→ **Extracted records**:
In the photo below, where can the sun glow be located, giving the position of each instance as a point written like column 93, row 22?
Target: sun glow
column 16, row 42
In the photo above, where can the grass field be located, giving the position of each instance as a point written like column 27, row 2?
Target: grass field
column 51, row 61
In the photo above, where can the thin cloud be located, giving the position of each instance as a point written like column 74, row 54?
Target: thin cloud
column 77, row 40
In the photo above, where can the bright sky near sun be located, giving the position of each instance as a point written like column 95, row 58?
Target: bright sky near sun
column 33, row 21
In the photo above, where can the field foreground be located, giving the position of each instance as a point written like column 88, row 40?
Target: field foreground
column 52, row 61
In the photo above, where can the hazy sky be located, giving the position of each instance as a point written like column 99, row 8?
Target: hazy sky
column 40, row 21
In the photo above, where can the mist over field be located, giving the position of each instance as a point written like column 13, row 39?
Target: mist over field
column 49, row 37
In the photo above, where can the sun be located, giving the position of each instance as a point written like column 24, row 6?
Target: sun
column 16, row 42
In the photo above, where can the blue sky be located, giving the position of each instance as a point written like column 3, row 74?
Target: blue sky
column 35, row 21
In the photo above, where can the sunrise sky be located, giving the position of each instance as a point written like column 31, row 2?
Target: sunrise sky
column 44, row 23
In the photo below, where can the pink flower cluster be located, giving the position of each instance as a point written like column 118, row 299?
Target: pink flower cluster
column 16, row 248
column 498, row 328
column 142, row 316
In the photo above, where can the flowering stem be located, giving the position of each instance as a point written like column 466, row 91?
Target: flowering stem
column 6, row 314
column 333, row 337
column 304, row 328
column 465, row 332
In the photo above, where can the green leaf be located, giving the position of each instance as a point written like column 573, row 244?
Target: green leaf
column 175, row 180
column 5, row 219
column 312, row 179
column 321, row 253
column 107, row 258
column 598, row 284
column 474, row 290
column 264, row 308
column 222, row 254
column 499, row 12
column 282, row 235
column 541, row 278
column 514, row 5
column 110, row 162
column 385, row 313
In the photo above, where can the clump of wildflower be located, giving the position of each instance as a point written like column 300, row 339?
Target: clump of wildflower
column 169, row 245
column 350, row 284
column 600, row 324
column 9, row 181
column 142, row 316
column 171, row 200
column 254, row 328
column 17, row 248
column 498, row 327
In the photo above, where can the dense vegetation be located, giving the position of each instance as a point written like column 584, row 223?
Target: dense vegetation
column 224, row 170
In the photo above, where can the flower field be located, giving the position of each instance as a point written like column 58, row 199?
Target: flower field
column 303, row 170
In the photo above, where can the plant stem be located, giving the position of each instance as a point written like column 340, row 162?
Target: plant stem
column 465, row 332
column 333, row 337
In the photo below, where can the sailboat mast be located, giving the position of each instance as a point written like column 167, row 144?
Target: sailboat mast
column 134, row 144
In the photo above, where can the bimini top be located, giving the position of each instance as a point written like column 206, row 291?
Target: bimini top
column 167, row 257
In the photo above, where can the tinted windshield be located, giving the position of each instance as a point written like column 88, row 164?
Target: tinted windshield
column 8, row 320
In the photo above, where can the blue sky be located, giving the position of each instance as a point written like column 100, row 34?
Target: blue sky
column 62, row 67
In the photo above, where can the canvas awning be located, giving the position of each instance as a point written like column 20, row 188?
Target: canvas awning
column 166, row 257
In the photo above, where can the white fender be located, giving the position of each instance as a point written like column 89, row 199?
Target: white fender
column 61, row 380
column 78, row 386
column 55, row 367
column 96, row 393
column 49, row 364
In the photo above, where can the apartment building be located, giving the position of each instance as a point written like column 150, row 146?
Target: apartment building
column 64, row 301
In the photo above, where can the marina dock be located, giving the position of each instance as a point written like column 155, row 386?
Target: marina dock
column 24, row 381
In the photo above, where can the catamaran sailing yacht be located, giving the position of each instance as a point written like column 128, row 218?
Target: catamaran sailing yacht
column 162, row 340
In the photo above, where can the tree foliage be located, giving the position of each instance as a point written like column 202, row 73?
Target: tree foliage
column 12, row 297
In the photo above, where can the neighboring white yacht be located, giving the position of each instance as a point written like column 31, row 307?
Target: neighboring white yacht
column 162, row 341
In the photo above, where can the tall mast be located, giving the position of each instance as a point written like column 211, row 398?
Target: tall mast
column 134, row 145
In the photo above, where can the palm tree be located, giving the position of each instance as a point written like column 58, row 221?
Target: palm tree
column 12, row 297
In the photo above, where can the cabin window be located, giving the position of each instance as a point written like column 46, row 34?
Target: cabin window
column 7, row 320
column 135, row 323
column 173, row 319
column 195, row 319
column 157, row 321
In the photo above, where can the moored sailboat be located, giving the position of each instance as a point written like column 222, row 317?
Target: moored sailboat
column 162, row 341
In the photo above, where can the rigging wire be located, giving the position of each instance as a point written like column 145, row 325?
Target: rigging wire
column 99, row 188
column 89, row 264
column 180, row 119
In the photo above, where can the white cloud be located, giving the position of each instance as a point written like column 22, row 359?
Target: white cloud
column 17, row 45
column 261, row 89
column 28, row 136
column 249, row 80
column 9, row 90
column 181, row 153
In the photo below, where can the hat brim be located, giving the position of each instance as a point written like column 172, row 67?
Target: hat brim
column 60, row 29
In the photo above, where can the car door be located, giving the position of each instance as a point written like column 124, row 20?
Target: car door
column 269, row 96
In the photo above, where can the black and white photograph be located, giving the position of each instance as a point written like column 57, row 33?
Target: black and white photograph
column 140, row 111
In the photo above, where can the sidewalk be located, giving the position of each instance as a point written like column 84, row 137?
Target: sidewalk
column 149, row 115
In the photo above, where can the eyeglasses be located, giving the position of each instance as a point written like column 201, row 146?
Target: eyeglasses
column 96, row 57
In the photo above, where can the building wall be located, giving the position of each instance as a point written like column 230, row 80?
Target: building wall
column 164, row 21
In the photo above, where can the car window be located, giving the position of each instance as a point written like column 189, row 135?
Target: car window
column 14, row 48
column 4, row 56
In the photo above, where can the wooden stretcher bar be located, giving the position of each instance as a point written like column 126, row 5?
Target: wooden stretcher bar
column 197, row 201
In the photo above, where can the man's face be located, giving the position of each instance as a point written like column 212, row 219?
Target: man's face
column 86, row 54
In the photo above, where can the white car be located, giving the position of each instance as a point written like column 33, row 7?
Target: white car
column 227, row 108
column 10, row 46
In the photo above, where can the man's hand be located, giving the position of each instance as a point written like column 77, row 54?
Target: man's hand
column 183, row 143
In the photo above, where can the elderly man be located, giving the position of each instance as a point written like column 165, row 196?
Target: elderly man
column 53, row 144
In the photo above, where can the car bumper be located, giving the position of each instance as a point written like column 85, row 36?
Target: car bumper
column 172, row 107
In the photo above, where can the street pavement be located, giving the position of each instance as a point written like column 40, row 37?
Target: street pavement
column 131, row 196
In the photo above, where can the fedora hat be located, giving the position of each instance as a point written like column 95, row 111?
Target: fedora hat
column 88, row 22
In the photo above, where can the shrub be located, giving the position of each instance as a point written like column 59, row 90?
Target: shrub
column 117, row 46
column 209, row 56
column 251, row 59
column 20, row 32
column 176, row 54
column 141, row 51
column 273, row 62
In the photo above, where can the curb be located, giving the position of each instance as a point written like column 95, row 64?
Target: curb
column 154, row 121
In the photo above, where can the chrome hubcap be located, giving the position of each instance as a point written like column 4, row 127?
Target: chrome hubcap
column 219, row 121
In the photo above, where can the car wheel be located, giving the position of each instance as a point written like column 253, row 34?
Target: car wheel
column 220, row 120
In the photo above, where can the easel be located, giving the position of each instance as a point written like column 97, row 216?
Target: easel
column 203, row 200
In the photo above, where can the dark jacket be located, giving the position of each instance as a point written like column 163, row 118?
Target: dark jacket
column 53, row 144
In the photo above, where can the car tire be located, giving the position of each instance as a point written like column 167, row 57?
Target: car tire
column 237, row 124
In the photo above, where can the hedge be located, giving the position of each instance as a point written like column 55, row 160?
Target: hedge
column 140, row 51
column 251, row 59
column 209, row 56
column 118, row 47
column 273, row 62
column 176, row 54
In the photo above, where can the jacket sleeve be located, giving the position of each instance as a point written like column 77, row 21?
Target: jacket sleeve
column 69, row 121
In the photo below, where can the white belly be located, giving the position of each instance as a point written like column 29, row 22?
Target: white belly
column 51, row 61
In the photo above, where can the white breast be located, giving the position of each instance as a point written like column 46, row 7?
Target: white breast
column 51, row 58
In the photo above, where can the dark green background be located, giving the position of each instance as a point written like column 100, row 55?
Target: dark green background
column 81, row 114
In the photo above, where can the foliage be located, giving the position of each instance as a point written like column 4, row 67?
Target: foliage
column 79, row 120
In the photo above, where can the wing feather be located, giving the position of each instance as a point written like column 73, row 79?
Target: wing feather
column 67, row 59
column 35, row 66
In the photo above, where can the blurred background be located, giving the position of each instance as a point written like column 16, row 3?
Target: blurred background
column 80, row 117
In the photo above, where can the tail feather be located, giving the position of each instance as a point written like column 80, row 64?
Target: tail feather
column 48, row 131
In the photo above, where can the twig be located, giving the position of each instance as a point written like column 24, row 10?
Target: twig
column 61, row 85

→ **EXERCISE DESCRIPTION**:
Taking the lines above, repeat exactly those from the line that contains "In the photo above, where can the canvas" through the line that contains "In the photo above, where can the catamaran", and both of those lines as well. Include nothing else.

→ **OUTPUT FOR THIS TASK**:
In the photo above, where can the canvas awning be located, giving the position of each instance as a point written like column 20, row 188?
Target: canvas awning
column 166, row 257
In the photo above, where can the white fender be located, giving the position of each instance as a point written like column 89, row 199?
Target: white fender
column 61, row 380
column 78, row 386
column 55, row 367
column 96, row 393
column 49, row 364
In the photo above, where can the apartment building be located, giving the position of each instance as a point written like column 150, row 146?
Target: apartment building
column 64, row 301
In the photo above, where can the marina dock be located, giving the position of each instance as a point written like column 155, row 386?
Target: marina dock
column 24, row 381
In the photo above, where can the catamaran sailing yacht be located, giving the position of each instance as a point written like column 128, row 218?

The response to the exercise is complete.